**FRAGMENTO:**

◇ ◇ ◇ ◇ ◇ ◇ ◇

Empiezo mi labor en este sacrosanto lugar sacándome los colores. Compréndanme, yo crecí en un terruño árido en el que sólo podías ser alguien si te doblegabas a la remolacha, a la patata o a cualquier otro tubérculo inmisericorde. Ese lugar sólo ha dado de relevancia un mediocre jugador del realmadrid y un asesino del que quizás les escriba en otra ocasión. Quitando esos especímenes, todos los allí nacidos hemos surcado los mares de la nadería más gris que puedan imaginarse ustedes. Cuando me hablan de realismo sucio siempre pienso que mi interlocutor no sabe cómo de sucia era la realidad de la que he surgido, cuán profundo el pozo del que he tenido que subir kilómetros para asomar la cabeza en la dirección que quería. Creo que todo empezó cierta vez…
Cierta vez, cursando 8º de Educación General Básica, unos señores con traje y acento sevillano vinieron al colegio armados con exámenes tipo test para revelarnos qué futuro iba a ser el mejor para cada uno de los estudiantes. Fue un día de mucho ajetreo entre el profesorado, ávido de aprobar ellos los exámenes que íbamos a hacer nosotros. No estábamos duchos todavía en eso de marcar a, b, c o d, ni de seguir series lógicas ni mucho menos rellenar casillas numéricas que el tiempo ha trivializado con el exótico nombre de sudokus. Lo nuestro era leer la pregunta y soltar la parrafada tal y como la habíamos leído centenares de veces, intentar copiar en los exámenes, practicar el trueque con la chica fácil de la clase (ejercicios resueltos por magreo de culo) o hacer trabajos que pudiesen subir la nota en los exámenes, bien llamados por aquel entonces controles.

◇ ◇ ◇ ◇ ◇ ◇ ◇

**DATOS PARA PROCESAR:**
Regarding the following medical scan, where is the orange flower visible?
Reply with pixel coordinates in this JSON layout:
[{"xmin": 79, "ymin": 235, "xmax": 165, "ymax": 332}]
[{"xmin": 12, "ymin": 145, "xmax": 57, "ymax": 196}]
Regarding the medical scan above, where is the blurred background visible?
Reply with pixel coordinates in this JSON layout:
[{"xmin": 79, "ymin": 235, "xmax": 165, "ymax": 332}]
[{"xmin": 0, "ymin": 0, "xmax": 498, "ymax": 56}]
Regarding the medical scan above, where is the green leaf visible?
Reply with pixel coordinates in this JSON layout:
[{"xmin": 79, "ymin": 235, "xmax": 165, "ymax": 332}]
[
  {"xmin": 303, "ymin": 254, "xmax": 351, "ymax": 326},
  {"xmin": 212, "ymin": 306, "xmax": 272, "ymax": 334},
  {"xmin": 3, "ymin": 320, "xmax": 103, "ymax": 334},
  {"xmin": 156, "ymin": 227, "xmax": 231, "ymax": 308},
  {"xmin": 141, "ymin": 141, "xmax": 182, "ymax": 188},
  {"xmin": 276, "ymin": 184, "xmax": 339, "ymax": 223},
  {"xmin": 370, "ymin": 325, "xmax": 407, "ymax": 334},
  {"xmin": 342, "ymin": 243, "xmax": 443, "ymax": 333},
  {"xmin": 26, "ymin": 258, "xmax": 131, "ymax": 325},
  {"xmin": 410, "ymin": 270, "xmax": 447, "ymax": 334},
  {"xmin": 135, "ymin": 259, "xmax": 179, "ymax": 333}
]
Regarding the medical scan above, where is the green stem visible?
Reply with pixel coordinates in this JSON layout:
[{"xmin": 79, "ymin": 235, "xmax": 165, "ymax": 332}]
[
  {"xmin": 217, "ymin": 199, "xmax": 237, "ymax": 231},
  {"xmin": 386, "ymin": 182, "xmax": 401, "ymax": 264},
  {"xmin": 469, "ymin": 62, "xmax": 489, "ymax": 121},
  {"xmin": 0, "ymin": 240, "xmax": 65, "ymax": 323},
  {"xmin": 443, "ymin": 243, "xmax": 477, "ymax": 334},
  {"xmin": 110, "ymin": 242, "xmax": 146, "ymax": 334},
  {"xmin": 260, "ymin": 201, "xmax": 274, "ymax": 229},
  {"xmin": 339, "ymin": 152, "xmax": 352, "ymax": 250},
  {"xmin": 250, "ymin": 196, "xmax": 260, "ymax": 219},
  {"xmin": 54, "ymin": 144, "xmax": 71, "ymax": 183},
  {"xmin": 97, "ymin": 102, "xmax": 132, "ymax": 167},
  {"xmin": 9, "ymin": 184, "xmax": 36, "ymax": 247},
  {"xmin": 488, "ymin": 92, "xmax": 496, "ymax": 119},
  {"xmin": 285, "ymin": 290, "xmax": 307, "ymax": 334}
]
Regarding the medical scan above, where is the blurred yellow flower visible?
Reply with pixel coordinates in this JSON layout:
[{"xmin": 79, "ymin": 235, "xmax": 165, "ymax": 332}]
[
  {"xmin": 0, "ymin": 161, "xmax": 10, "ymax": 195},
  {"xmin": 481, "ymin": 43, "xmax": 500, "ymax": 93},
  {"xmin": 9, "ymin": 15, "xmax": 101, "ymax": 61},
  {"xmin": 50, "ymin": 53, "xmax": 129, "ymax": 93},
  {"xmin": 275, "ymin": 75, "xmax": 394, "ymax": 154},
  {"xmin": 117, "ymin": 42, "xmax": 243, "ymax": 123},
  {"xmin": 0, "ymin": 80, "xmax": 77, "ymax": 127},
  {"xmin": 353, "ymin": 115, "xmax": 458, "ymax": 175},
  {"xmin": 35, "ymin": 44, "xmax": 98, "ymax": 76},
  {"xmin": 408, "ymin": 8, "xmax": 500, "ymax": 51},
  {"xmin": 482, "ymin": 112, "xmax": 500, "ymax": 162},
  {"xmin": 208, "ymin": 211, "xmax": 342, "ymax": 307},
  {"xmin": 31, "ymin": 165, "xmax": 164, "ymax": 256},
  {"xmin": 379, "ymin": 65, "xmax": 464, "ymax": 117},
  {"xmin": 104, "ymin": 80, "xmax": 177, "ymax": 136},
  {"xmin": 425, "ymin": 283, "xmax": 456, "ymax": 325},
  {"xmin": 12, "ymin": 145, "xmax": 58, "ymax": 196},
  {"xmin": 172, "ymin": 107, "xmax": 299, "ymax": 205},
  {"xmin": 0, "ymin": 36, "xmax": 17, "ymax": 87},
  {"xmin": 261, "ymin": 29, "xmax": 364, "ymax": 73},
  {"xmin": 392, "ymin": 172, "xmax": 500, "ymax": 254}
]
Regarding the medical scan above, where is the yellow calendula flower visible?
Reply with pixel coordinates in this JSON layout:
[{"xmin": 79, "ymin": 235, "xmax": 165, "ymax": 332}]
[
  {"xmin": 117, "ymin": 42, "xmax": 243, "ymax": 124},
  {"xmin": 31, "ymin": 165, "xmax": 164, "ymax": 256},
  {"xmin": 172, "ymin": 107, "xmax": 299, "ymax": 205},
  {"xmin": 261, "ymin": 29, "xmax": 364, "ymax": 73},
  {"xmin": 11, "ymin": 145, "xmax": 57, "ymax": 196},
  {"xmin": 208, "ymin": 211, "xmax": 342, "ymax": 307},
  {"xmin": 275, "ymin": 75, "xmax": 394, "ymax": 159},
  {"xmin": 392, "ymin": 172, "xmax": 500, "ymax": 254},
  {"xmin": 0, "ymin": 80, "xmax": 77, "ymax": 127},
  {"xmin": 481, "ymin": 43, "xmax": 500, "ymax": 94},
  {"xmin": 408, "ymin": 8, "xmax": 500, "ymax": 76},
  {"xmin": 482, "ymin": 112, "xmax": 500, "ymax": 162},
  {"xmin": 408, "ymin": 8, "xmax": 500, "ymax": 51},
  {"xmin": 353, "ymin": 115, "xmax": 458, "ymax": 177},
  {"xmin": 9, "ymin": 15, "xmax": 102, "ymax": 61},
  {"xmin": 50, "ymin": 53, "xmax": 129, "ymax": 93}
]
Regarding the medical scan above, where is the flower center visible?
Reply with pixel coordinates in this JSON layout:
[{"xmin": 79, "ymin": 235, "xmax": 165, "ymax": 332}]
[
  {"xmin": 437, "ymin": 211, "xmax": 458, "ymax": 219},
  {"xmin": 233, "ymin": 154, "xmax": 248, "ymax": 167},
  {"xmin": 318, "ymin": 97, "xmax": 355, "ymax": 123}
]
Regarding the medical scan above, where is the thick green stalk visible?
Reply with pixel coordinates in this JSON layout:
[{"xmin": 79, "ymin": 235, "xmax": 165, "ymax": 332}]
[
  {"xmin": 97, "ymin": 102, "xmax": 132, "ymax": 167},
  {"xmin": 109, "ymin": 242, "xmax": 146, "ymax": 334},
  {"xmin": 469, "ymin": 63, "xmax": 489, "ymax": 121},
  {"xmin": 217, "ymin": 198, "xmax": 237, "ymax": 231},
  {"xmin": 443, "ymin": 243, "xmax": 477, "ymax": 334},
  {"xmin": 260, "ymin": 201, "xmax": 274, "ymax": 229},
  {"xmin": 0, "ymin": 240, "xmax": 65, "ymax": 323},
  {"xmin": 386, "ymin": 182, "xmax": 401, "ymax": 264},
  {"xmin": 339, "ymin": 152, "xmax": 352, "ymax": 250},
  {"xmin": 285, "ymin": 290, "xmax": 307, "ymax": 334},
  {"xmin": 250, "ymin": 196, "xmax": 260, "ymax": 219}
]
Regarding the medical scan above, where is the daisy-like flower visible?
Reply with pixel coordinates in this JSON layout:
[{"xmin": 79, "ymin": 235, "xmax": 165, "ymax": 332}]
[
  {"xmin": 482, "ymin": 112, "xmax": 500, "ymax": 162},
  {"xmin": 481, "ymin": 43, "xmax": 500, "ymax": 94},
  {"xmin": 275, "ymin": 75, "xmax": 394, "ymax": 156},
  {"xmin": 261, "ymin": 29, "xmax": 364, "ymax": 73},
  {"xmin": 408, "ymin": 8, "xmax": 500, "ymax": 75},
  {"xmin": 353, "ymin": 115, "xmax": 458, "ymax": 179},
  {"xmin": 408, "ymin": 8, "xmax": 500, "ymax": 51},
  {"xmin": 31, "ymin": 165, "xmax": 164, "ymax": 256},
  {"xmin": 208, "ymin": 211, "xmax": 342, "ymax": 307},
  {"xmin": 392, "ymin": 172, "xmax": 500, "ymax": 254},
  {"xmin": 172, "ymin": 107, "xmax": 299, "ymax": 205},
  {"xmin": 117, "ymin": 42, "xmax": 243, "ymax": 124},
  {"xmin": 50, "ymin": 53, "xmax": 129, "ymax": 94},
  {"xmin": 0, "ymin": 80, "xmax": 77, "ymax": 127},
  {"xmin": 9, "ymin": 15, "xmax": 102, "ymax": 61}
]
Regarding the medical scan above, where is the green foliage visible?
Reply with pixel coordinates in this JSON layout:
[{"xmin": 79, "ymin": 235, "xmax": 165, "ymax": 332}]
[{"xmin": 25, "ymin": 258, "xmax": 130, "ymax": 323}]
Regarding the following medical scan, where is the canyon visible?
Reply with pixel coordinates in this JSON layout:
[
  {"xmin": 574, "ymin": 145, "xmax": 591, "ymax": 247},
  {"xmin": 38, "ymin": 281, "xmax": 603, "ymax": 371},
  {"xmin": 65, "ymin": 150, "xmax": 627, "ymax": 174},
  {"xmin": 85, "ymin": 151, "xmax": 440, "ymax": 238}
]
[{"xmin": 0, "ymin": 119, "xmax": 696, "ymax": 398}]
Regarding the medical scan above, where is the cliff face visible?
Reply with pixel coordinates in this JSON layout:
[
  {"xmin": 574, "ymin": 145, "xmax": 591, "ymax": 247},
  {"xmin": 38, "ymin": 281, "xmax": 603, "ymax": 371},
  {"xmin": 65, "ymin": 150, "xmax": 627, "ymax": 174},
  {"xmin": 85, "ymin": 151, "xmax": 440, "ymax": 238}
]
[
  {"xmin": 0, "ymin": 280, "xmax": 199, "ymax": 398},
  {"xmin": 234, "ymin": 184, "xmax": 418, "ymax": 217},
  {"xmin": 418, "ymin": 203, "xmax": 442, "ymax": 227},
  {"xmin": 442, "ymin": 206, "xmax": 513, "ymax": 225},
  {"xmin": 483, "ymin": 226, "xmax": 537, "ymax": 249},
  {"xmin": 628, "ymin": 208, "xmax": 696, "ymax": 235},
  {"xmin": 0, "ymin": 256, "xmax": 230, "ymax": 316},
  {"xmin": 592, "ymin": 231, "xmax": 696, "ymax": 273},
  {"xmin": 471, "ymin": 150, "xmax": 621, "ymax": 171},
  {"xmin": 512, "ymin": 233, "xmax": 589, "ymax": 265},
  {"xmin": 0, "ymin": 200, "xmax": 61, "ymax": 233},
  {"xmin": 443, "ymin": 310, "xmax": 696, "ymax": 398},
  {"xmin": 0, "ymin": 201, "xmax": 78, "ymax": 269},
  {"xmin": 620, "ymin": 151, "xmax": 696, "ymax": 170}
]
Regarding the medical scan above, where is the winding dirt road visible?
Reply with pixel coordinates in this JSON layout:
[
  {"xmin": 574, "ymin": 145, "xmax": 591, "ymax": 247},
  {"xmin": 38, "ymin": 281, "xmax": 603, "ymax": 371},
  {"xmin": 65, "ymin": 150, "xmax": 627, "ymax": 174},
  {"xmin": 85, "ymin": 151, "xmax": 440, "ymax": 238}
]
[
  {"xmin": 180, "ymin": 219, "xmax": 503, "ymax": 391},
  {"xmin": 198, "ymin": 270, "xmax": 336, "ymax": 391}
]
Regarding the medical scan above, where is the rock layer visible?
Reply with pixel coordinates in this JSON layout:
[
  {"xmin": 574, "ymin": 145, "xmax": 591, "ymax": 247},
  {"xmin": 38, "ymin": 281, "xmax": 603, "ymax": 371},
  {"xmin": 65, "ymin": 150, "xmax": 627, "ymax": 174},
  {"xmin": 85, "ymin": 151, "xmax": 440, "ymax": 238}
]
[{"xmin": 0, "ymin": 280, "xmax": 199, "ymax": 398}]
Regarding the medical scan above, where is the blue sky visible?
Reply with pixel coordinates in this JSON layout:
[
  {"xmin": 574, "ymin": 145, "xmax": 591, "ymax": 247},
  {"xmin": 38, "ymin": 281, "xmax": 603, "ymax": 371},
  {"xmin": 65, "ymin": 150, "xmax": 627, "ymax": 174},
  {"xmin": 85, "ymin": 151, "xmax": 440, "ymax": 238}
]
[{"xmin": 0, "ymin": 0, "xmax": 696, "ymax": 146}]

◇ ◇ ◇ ◇ ◇ ◇ ◇

**TAREAS:**
1) Responde estas preguntas sobre el fragmento:
(a) Según el fragmento, ¿qué dos personas de relevancia salieron del lugar donde creció quien narra?
(b) ¿Qué curso estaba haciendo quien narra cuando llegaron los señores de traje?
(c) ¿Con qué venían armados esos señores?
2) Localiza y copia todas las filas de arriba que contengan la palabra "green".

**RESPUESTAS:**
1)
(a) Un mediocre jugador del Real Madrid y un asesino.
(b) 8º de Educación General Básica.
(c) Con exámenes tipo test.

2)
Regarding the medical scan above, where is the green leaf visible?
Regarding the medical scan above, where is the green stem visible?
Regarding the medical scan above, where is the thick green stalk visible?
Regarding the medical scan above, where is the green foliage visible?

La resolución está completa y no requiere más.